── SOURCE PASSAGE

Surely all Americans are thinking of Dr. King's 1,670-word speech today, and creating their own versions. As one of our country's estimated 11 million undocumented immigrants -- many of us Americans in all but paper -- here is mine.

"I have a dream"... of citizenship, in a country I call my home, to a nation I want to keep contributing to.

"I have a dream"... of having a driver's license, of getting a work permit, of not being constrained by a broken immigration system.

"I have a dream"...of not being separated from my family and hugging my Mama, whom I haven't seen in person in 20 years. I cannot leave the U.S; there's no guarantee I'd be allowed back, and she's been denied a visa to come here.

"I have a dream"... of not being judged by the pieces of papers I lack, but by the content of my character and the talent and skills I offer.

"I have a dream"... of not living in fear, of not hiding in shame, of not being subjected by the law but being served by justice.

"I have a dream"... of being a free human being.

────

**SET TASK 1:**
In the immigration essay, how many years has the writer gone without seeing their mother in person?
**SET TASK 2:**
Please carry the immigration essay forward with the next few lines in the same voice and style.

── DATA ROWS

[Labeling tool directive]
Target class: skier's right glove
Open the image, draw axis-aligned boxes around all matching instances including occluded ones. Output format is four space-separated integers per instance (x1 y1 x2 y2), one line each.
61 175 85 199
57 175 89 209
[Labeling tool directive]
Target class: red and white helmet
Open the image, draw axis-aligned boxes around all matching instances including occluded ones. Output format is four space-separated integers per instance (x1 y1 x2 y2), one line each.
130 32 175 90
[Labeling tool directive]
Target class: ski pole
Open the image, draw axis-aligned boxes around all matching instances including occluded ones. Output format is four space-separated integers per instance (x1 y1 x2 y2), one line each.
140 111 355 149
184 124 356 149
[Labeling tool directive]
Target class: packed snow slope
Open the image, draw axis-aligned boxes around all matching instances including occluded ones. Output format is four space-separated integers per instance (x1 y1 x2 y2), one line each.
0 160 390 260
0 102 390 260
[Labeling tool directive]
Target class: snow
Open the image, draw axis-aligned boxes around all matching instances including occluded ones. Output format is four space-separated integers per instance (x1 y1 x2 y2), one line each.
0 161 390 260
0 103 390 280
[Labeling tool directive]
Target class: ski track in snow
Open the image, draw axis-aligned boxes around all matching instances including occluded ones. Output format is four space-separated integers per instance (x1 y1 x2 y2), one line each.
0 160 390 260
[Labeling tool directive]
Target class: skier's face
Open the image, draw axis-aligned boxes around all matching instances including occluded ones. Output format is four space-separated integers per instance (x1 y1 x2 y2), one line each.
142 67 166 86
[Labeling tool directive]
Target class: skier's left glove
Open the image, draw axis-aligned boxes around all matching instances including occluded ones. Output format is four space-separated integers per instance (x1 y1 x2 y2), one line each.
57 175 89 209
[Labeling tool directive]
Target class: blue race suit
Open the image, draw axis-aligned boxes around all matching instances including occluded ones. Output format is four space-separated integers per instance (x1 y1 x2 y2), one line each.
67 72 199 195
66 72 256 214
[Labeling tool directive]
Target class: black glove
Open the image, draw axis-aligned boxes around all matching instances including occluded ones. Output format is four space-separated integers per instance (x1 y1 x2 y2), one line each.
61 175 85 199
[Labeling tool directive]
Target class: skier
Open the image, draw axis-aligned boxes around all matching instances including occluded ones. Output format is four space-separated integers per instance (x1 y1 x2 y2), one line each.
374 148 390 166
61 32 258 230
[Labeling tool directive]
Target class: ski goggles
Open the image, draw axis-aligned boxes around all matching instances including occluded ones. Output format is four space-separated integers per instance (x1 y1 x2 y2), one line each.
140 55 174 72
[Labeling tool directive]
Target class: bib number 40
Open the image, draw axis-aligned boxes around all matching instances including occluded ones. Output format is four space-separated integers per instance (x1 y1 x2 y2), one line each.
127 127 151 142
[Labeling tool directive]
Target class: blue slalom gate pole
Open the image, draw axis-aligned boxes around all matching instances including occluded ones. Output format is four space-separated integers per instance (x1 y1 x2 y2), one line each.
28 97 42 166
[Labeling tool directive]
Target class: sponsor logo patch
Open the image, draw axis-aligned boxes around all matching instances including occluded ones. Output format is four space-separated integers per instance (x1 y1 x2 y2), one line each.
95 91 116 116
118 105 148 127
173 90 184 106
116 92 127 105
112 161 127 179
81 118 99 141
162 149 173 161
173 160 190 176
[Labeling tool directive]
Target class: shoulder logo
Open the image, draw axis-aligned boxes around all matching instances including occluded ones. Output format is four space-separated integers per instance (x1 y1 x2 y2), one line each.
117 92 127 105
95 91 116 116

────

**TASK OUTPUT 1:**
20 years.

**TASK OUTPUT 2:**
I am a student of the civil rights movement -- not only Dr. King's sacrifices and struggles, but also of Rosa Parks and Ella Baker, of John Lewis and Fred Shuttlesworth, of Bayard Rustin, and especially James Baldwin, the writer who most influences my work. Tired of lying about my undocumented status to friends and colleagues, and longing to connect with my mother in the Philippines (the broken immigration system have kept us apart), I publicly disclosed my undocumented status in June 2011. Since then, I founded the Define American campaign to help elevate how we talk about immigration through media and culture, and I've been filming a documentary called "Documented" to chronicle -- indeed, to document -- my undocumented journey. Filming has taken me more than once to Alabama, the epicenter of the civil rights movement. Nearly 50 years after the tragic events that marked segregated Alabama in 1963 -- among them, the bombing of the 16th Church Baptist Church where four black girls were killed -- Alabama passed HB 56 in 2011, then the toughest immigration law in the country. Until the law was partly invalidated, it was a state crime for undocumented immigrants like me to be in the state. Schools were required to ask their students for legal papers. Standing outside the Birmingham Civil Rights Institute, across the street from the 16th Street Baptist Church, I couldn't help but think of Dr. King during my first trip to Alabama. Inevitably, I connected the dots.

Immigrant rights are civil rights. The struggle continues. The dreams -- and DREAMers -- live on.